**Примените прочитанное:**
1 > Определите, соответствуют ли изучаемому тексту утверждения (а), (б) и (в). На каждое ответьте «да» или «нет» и приведите точную цитату, которая это решает. (а) Путь к индийцам был подготовлен семьей пишущего. (б) До знакомства с переводами Рихарда Вильгельма пишущий знал из китайской литературы только «Шицзин». (в) Пишущий бывал в Китае.
2 > Опираясь на изучаемый текст, объясните, почему пишущий считает, что ему «посчастливилось».

Но родной народ, земля и язык — еще далеко не все в литературе, как, впрочем, и в жизни; кроме них, есть целое человечество и есть возможность, снова и снова радостно изумляющая, — в самом дальнем и самом неродном открыть родное, полюбить и близко узнать то, что прежде казалось наглухо замкнутым и недоступным. Я понял это в молодости благодаря знакомству с духовными сокровищами индийцев, а в более поздние годы — и китайцев. К индийцам привели меня заранее начертанные пути — ведь мои родители и дед жили там, изучали индийские языки и отчасти восприняли дух Индии. Но только прожив на свете больше тридцати лет, я узнал, что существует чудесная китайская литература и особенная, китайская ветвь человеческого рода и человеческого духа, которая стала для меня дорогой и любимой, и не только — она даровала духовный приют и вторую родину. Это было совершенно неожиданно: мне, из всей литературы Китая знавшему только «Шицзин» в переложении Рюккерта, благодаря переводам Рихарда Вильгельма и других открылся китайско-даосский идеал мудрости и блага, и без него я уже не представляю своей жизни. Мне, ни слова не понимавшему по-китайски и никогда не бывавшему в Китае, посчастливилось, ибо в китайской литературе, отделенной от нас двумя с половиной тысячелетиями, я нашел подтверждение своих догадок и обрел еще один духовный мир и еще одну родину, помимо тех, что были назначены мне рождением и родным языком. Китайские учителя и мудрецы, о которых рассказывают великолепный Чжуан-цзы, а также Ле-цзы и Мэн Кэ, оказались полными антиподами патетиков: удивительно простые, близкие к народной и будничной жизни, они не позволяли водить себя за нос и любили жизнь в добровольной безвестности, непритязательную и скромную, а слогу их, манере выражения, изумляешься и радуешься без конца. Скажем, о Конфуции, великом противнике Лао-цзы, стороннике системы и моралисте, законодателе и охранителе нравственности, единственном из мудрецов древности, склонном к некоторой торжественности стиля, говорится: «Не тот ли он, кто знает, что дело не пойдет, и все же берется за дело?» Других примеров подобной безмятежности, юмора и простоты я в литературе не знаю. Я часто вспоминаю эти слова, а также некоторые другие изречения, когда размышляю о событиях в мире или слышу речи тех, кто намерен править миром в ближайшие годы или десятилетия, дабы довести его до совершенства. Они делают свое дело, как Конфуций, великий человек, однако не понимают, в отличие от него, что «дело не пойдет».

(Данные для привязки точек к изображению)
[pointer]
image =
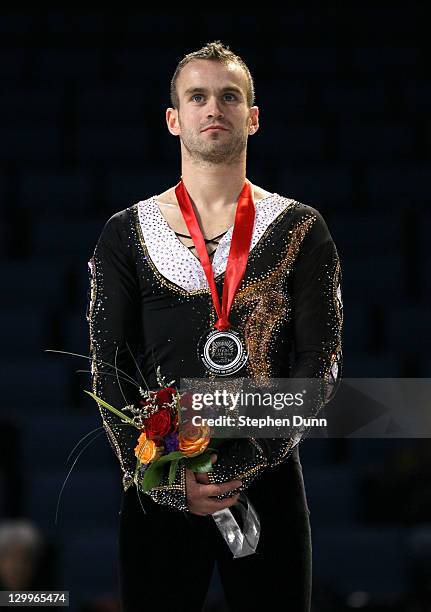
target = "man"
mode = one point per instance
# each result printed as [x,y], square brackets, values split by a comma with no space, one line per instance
[151,293]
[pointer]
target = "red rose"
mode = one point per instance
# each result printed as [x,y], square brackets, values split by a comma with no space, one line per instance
[159,424]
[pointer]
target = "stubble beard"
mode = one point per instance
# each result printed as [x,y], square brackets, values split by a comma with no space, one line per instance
[214,151]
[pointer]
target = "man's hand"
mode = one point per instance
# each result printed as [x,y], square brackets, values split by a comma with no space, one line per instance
[200,492]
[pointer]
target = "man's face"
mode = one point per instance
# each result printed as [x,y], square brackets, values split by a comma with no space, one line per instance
[212,93]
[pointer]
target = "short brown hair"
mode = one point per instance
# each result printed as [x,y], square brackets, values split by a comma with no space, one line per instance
[218,52]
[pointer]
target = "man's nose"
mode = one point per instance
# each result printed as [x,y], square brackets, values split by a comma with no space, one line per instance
[213,108]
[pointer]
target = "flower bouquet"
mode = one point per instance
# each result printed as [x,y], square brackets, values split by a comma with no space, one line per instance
[164,437]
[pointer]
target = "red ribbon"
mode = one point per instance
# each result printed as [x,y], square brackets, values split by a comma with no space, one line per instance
[238,252]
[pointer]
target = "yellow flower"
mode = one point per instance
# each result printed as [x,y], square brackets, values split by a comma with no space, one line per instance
[146,450]
[193,440]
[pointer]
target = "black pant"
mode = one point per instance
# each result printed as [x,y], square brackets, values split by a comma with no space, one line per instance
[166,557]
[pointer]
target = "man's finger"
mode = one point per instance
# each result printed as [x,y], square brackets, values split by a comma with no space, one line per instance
[212,490]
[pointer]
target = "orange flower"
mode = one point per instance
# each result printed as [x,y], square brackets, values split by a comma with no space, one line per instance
[146,450]
[192,439]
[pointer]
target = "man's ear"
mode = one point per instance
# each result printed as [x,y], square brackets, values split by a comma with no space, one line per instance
[172,121]
[253,120]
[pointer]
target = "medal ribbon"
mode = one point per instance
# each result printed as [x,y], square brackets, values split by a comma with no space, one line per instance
[238,252]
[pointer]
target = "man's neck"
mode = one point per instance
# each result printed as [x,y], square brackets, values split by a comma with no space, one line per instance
[215,189]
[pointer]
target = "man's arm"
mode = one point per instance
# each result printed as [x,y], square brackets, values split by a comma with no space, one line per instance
[317,320]
[113,320]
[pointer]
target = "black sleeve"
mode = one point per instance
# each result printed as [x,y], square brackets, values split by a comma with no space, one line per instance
[113,319]
[315,278]
[113,315]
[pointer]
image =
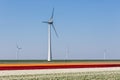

**Ответы к заданиям:**
1 >
(а) Да: «ведь мои родители и дед жили там, изучали индийские языки и отчасти восприняли дух Индии».
(б) Да: «из всей литературы Китая знавшему только «Шицзин» в переложении Рюккерта».
(в) Нет: «никогда не бывавшему в Китае».

2 > Пишущему посчастливилось, потому что в китайской литературе, отделенной двумя с половиной тысячелетиями, он нашел подтверждение своих догадок. Кроме того, он обрел еще один духовный мир и еще одну родину в дополнение к тем, что были назначены ему рождением и родным языком.